WORK ITEM:
Update the records below by changing every "rough mask" to "coarse mask" and leaving everything else the same. Leave the pictures out of your answer.

Segmentation mask data:
--- START ---
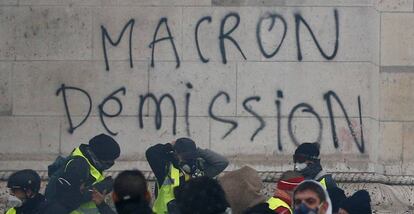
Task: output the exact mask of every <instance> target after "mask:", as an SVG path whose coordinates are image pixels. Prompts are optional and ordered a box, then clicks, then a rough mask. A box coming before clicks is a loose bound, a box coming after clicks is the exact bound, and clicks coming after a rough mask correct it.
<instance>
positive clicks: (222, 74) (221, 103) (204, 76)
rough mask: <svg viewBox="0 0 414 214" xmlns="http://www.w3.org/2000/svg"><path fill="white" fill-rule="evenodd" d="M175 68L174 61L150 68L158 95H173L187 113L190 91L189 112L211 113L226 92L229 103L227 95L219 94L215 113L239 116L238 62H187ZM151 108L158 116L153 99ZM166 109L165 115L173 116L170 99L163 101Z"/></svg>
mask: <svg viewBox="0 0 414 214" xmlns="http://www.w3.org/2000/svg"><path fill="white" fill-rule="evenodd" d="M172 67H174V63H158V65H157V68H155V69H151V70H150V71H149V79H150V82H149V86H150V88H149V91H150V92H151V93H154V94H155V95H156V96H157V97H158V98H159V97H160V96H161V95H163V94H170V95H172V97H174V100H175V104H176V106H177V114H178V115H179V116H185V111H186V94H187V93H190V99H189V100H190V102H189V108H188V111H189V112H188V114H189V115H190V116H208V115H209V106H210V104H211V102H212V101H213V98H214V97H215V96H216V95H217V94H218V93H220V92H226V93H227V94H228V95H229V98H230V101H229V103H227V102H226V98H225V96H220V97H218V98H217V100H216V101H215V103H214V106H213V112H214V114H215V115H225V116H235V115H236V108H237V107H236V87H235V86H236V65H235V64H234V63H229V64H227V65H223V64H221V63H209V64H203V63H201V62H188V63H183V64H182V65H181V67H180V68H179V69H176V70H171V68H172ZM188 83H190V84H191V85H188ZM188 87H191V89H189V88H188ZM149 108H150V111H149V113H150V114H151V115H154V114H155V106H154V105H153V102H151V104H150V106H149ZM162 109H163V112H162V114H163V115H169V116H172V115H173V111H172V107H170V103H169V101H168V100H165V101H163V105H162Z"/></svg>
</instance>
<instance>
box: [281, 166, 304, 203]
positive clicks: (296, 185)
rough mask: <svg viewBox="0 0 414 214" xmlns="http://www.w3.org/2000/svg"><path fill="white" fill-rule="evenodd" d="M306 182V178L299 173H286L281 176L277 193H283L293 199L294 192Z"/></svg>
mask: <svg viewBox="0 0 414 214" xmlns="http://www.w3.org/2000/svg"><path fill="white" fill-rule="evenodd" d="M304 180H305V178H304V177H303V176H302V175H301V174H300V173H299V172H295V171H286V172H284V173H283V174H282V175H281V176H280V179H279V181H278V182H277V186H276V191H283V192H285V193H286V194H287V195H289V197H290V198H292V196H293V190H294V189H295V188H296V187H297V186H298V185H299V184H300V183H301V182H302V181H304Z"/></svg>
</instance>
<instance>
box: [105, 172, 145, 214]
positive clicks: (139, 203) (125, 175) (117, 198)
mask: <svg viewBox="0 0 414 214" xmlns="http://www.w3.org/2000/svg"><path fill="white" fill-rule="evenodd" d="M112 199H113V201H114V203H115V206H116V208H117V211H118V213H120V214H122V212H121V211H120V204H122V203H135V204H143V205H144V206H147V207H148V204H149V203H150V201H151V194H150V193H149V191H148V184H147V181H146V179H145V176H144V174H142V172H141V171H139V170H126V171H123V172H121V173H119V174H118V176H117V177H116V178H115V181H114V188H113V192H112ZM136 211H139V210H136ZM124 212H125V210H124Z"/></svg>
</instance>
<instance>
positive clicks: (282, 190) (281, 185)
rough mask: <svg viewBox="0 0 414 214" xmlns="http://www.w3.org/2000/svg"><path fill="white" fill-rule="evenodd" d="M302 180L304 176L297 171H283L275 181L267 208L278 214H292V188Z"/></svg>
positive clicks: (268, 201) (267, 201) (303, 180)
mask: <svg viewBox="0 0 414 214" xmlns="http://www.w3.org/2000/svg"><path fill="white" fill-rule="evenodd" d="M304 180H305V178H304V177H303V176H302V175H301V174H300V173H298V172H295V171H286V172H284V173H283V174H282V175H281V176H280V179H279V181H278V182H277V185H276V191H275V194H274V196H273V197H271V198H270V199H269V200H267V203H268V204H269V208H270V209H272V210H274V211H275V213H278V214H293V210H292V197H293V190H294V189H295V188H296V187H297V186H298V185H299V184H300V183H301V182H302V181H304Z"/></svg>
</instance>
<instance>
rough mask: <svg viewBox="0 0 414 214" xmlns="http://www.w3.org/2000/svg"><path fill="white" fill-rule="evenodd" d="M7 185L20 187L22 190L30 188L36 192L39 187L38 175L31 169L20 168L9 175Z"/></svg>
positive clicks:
--- END ---
EXERCISE RESPONSE:
Task: output the exact mask of every <instance> target after "mask:", as an SVG path whose coordinates are image pixels. Prompts are optional and ordered a box, then clicks, then a coarse mask. A box coming before clicks is a loose bound, a box coming after clicks is the exact bound, and clicks coming after a coarse mask correct it.
<instance>
positive clicks: (222, 74) (221, 103) (204, 76)
coarse mask: <svg viewBox="0 0 414 214" xmlns="http://www.w3.org/2000/svg"><path fill="white" fill-rule="evenodd" d="M175 68L174 61L150 68L158 95H173L187 113L190 91L189 112L211 113L226 92L229 103L227 95L219 94L215 113L239 116L238 62H187ZM151 108L158 116L153 99ZM166 109L165 115L173 116L170 99L163 101Z"/></svg>
mask: <svg viewBox="0 0 414 214" xmlns="http://www.w3.org/2000/svg"><path fill="white" fill-rule="evenodd" d="M172 67H174V63H158V65H157V68H155V69H151V70H150V71H149V79H150V82H149V86H150V88H149V91H150V92H151V93H154V94H155V95H156V96H157V97H158V98H159V97H160V96H161V95H163V94H170V95H172V97H174V100H175V104H176V106H177V114H178V115H179V116H185V111H186V94H187V93H190V99H189V100H190V102H189V108H188V111H189V112H188V114H189V115H190V116H208V115H209V106H210V104H211V102H212V101H213V98H214V97H215V96H216V95H217V94H218V93H220V92H226V93H227V94H228V95H229V98H230V101H229V103H227V102H226V98H225V96H220V97H218V98H217V100H216V101H215V103H214V106H213V112H214V114H215V115H225V116H235V115H236V108H237V107H236V87H235V86H236V65H235V64H234V63H229V64H227V65H223V64H221V63H209V64H203V63H201V62H188V63H183V64H182V65H181V67H180V68H179V69H176V70H171V68H172ZM188 83H190V84H191V85H188ZM188 87H191V89H189V88H188ZM149 108H150V111H149V113H150V114H151V115H154V114H155V106H154V105H153V102H151V104H150V106H149ZM162 109H163V112H162V114H163V115H169V116H172V115H173V111H172V107H170V103H169V101H168V100H165V101H163V105H162Z"/></svg>
</instance>
<instance>
box: [281, 166, 304, 203]
positive clicks: (296, 185)
coarse mask: <svg viewBox="0 0 414 214" xmlns="http://www.w3.org/2000/svg"><path fill="white" fill-rule="evenodd" d="M306 182V178L299 173H286L281 176L277 193H283L293 199L294 192Z"/></svg>
mask: <svg viewBox="0 0 414 214" xmlns="http://www.w3.org/2000/svg"><path fill="white" fill-rule="evenodd" d="M304 180H305V178H304V177H303V176H302V175H301V174H300V173H299V172H295V171H286V172H284V173H283V174H282V175H281V176H280V179H279V181H278V182H277V186H276V191H283V192H285V193H286V194H287V195H289V197H290V198H292V196H293V190H294V189H295V188H296V187H297V186H298V185H299V184H300V183H301V182H302V181H304Z"/></svg>
</instance>
<instance>
box: [105, 172, 145, 214]
positive clicks: (139, 203) (125, 175) (117, 198)
mask: <svg viewBox="0 0 414 214" xmlns="http://www.w3.org/2000/svg"><path fill="white" fill-rule="evenodd" d="M112 199H113V201H114V203H115V206H116V208H117V211H118V213H120V214H122V212H121V211H120V204H122V203H135V204H143V205H144V206H147V207H148V204H149V203H150V201H151V194H150V193H149V191H148V184H147V181H146V179H145V176H144V174H142V172H141V171H139V170H126V171H123V172H121V173H119V174H118V176H117V177H116V178H115V181H114V188H113V192H112ZM136 211H139V210H136ZM124 212H125V210H124Z"/></svg>
</instance>
<instance>
positive clicks: (282, 190) (281, 185)
coarse mask: <svg viewBox="0 0 414 214" xmlns="http://www.w3.org/2000/svg"><path fill="white" fill-rule="evenodd" d="M302 180L304 176L297 171H283L275 181L267 208L278 214H292V188Z"/></svg>
positive clicks: (268, 201) (267, 201) (303, 180)
mask: <svg viewBox="0 0 414 214" xmlns="http://www.w3.org/2000/svg"><path fill="white" fill-rule="evenodd" d="M304 180H305V178H304V177H303V176H302V175H301V174H300V173H298V172H295V171H286V172H284V173H283V174H282V175H281V176H280V179H279V181H278V182H277V185H276V191H275V194H274V196H273V197H271V198H270V199H269V200H267V203H268V204H269V208H270V209H272V210H274V211H275V213H278V214H293V210H292V197H293V190H294V189H295V188H296V187H297V186H298V185H299V184H300V183H301V182H302V181H304Z"/></svg>
</instance>
<instance>
coarse mask: <svg viewBox="0 0 414 214" xmlns="http://www.w3.org/2000/svg"><path fill="white" fill-rule="evenodd" d="M7 185L20 187L22 190L30 188L36 192L39 187L38 175L31 169L20 168L9 175Z"/></svg>
positive clicks:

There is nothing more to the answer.